In Brief

Theresa May to keep UK under EU law until end of transition

Prime minister risks Brexiteer ire as she takes personal command of negotiations

Theresa May has risked provoking the fury of Brexiteers after announcing plans to keep the UK under some EU laws until the end of the transition period.

It means the 1972 European Communities Act, the primary legislation which took the UK into the EU, will now not be fully repealed until the end of 2020, 21 months after the UK formally leaves the bloc in March next year.

Sky News revealed ministers will scrap the ECA but “save” its “effect” for the transition period – putting the prime minister on “collision course” with pro-Brexit MPs.

Addressing Parliament on the final day before the summer recess, the new Brexit Secretary, Dominic Raab, told MPs it was necessary to keep “some parts” of the existing legislation to “ensure the statute book functions properly... in accordance with the agreement we have made with the EU”.

The Independent says “it is certain to provoke protests that the UK has not really left the EU next year” and enrage pro-Brexit MPs who had been promised the 1972 act would be scrapped in March 2019.

With Britain stripped of its MEPs and EU commissioners while remaining under the Brussels rulebook it also raises the possibility of a legal challenge.

It could also trigger louder calls for the Article 50 period to be extended, beyond next March, “as a more straightforward mechanism for the reality of transition”, says the Independent.

— ENTRIES SHOWN —
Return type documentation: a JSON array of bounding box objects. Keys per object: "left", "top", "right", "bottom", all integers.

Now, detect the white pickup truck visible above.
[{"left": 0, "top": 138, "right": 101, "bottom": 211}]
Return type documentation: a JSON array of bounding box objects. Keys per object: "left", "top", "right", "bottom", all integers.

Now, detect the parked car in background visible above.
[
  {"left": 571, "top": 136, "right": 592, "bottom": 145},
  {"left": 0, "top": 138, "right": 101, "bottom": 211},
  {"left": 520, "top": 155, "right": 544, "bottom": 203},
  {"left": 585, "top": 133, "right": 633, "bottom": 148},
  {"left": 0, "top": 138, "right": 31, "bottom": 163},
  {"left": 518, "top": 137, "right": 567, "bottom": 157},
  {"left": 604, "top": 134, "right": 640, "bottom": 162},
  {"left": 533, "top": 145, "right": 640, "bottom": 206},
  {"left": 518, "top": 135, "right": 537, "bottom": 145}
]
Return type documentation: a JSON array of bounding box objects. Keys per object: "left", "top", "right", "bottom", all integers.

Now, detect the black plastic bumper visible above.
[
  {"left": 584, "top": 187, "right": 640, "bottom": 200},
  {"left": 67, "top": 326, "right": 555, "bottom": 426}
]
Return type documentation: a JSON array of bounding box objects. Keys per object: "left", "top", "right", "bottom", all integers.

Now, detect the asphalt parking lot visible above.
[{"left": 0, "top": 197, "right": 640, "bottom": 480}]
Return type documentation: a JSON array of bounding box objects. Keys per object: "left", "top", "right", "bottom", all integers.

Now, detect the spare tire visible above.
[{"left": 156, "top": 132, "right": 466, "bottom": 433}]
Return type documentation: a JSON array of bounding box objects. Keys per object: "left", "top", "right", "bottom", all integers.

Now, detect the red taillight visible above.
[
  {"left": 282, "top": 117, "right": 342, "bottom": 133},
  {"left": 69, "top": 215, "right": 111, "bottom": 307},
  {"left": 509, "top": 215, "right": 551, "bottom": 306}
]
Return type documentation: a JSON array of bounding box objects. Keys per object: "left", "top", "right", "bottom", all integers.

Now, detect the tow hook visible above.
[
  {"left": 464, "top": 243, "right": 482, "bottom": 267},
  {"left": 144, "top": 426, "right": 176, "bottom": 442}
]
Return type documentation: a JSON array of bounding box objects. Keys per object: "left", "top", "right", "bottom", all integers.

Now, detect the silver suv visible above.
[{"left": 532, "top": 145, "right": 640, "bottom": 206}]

— QUESTIONS TO ANSWER —
**A)** List every word or phrase set in quotation marks in the news brief on Theresa May keeping the UK under EU law.
**B)** Write the next part of the news brief on Theresa May keeping the UK under EU law, picking up after its final sentence.
The records come from a separate source unrelated to the news brief.

— WRITTEN ANSWERS —
**A)**
- "save"
- "effect"
- "collision course"
- "some parts"
- "ensure the statute book functions properly... in accordance with the agreement we have made with the EU"
- "it is certain to provoke protests that the UK has not really left the EU next year"
- "as a more straightforward mechanism for the reality of transition"

**B)**
Labour’s shadow Brexit secretary, Keir Starmer, was quick to suggest that “large parts” of the ECA would, in fact, be retained, including the continued jurisdiction of the European Court of Justice.

He said it was also clear that the EU Withdrawal Act, the government’s primary piece of Brexit legislation that passed into law earlier this month, “will need major surgery,” adding that the 29 March Brexit day was a “gimmick” which had come “unstuck”.

It came as Theresa May announced she would be taking personal control of the remaining Brexit negotiations, with Raab deputising, in what the Daily Express describes as a “major snub” to the new Brexit secretary.

The prime minister and several of her senior ministers are set to spent the summer travelling around the UK and Europe, in the hope of selling her Brexit plan to EU leaders and the British people.